(Photo-based referring expression data)

-- -- --

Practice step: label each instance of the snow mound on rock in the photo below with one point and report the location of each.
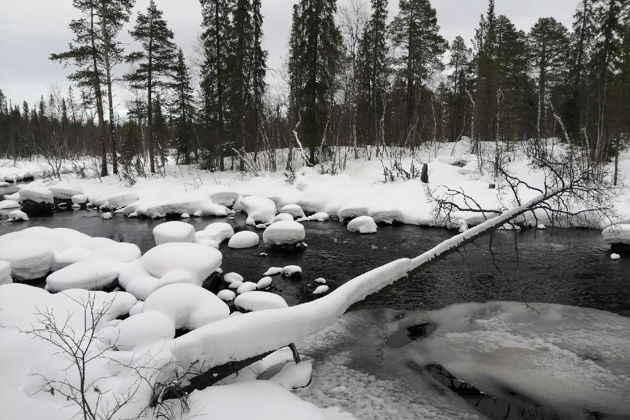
(284, 233)
(259, 209)
(244, 239)
(174, 262)
(186, 305)
(259, 301)
(173, 232)
(362, 224)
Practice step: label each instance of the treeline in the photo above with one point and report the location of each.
(355, 77)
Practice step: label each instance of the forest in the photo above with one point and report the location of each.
(354, 77)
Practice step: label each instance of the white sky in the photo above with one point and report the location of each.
(32, 29)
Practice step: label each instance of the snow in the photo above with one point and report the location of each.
(173, 232)
(5, 273)
(226, 295)
(36, 193)
(63, 191)
(186, 305)
(264, 282)
(244, 239)
(294, 376)
(9, 204)
(284, 233)
(273, 271)
(17, 216)
(245, 287)
(174, 262)
(259, 301)
(90, 273)
(142, 329)
(259, 209)
(293, 209)
(617, 234)
(362, 224)
(321, 290)
(291, 270)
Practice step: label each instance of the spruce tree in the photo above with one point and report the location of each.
(154, 62)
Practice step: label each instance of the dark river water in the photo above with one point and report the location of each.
(571, 267)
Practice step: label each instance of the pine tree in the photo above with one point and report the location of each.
(415, 33)
(313, 66)
(182, 109)
(374, 70)
(155, 62)
(215, 75)
(548, 43)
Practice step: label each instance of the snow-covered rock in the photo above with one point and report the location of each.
(174, 262)
(294, 210)
(90, 273)
(259, 209)
(259, 301)
(245, 287)
(187, 305)
(37, 194)
(264, 282)
(617, 234)
(362, 224)
(226, 295)
(17, 216)
(64, 191)
(5, 273)
(244, 239)
(9, 204)
(284, 233)
(173, 232)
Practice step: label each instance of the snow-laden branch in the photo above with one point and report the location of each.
(255, 333)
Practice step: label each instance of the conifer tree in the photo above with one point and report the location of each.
(155, 62)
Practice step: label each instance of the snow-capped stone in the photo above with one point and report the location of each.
(30, 259)
(187, 305)
(247, 286)
(320, 290)
(284, 233)
(273, 271)
(9, 204)
(65, 191)
(5, 273)
(264, 282)
(142, 329)
(244, 239)
(259, 301)
(362, 224)
(283, 217)
(294, 210)
(291, 270)
(37, 194)
(259, 209)
(173, 232)
(17, 216)
(232, 277)
(226, 295)
(173, 262)
(79, 199)
(617, 234)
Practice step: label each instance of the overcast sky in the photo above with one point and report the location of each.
(32, 29)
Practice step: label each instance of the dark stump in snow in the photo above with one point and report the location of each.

-- -- --

__ACTIVITY__
In the reply, each line of the data must appear exactly as written, and no picture may appear.

__ANSWER AREA__
Practice step: label each instance of the snow mound on rock in the photo below with one point and report the location of each.
(284, 233)
(259, 209)
(244, 239)
(174, 262)
(186, 305)
(259, 301)
(173, 232)
(362, 224)
Practice step: label each instance of the treeline in the photo above with one point and report the location of each.
(355, 77)
Practice step: label each instance of the forest in the photo above with one point and report the location of each.
(354, 77)
Practice step: label each instance of the white sky in the photo above with one point and report the location of each.
(32, 29)
Practice step: label each instance of the snow in the photo above with one point and report the location of each.
(173, 232)
(5, 273)
(226, 295)
(36, 193)
(63, 191)
(186, 305)
(264, 282)
(244, 239)
(294, 376)
(9, 204)
(284, 233)
(273, 271)
(17, 216)
(245, 287)
(174, 262)
(259, 301)
(90, 273)
(142, 329)
(259, 209)
(293, 209)
(617, 234)
(362, 224)
(321, 290)
(291, 270)
Practice step: label each instance of the spruce tree in the photo above with one point and report the location of each.
(154, 62)
Practice step: label each instance of the dark river water in the photo above with one point and report the location of each.
(571, 267)
Practice step: label each instance of the pine tree in the photo above with one point and report the location of each.
(415, 33)
(313, 66)
(182, 109)
(374, 70)
(155, 62)
(215, 75)
(548, 43)
Practice step: label each instance of the snow-covered rock in the photo above with one point and report the location of each.
(174, 262)
(294, 210)
(90, 273)
(259, 209)
(259, 301)
(245, 287)
(187, 305)
(37, 194)
(264, 282)
(617, 234)
(362, 224)
(226, 295)
(17, 216)
(64, 191)
(5, 273)
(244, 239)
(9, 204)
(284, 233)
(173, 232)
Practice step: label each instance of the snow-laden branch in the photo above with one point and report the location of each.
(255, 333)
Practice step: label each instance of the conifer tree in the photo above with one point and report the location of each.
(155, 62)
Practice step: label each instance of the snow-capped stone in the photo above with one point and report the location of each.
(30, 259)
(187, 305)
(247, 286)
(320, 290)
(284, 233)
(273, 271)
(9, 204)
(65, 191)
(5, 273)
(264, 282)
(142, 329)
(244, 239)
(259, 301)
(362, 224)
(283, 217)
(294, 210)
(291, 270)
(37, 194)
(259, 209)
(173, 232)
(17, 216)
(232, 277)
(226, 295)
(173, 262)
(79, 199)
(617, 234)
Practice step: label each instance of the overcast sky in the photo above with one point and report the location of each.
(32, 29)
Practice step: label each instance of the dark stump in snow in the photo above with one point and report the location of each.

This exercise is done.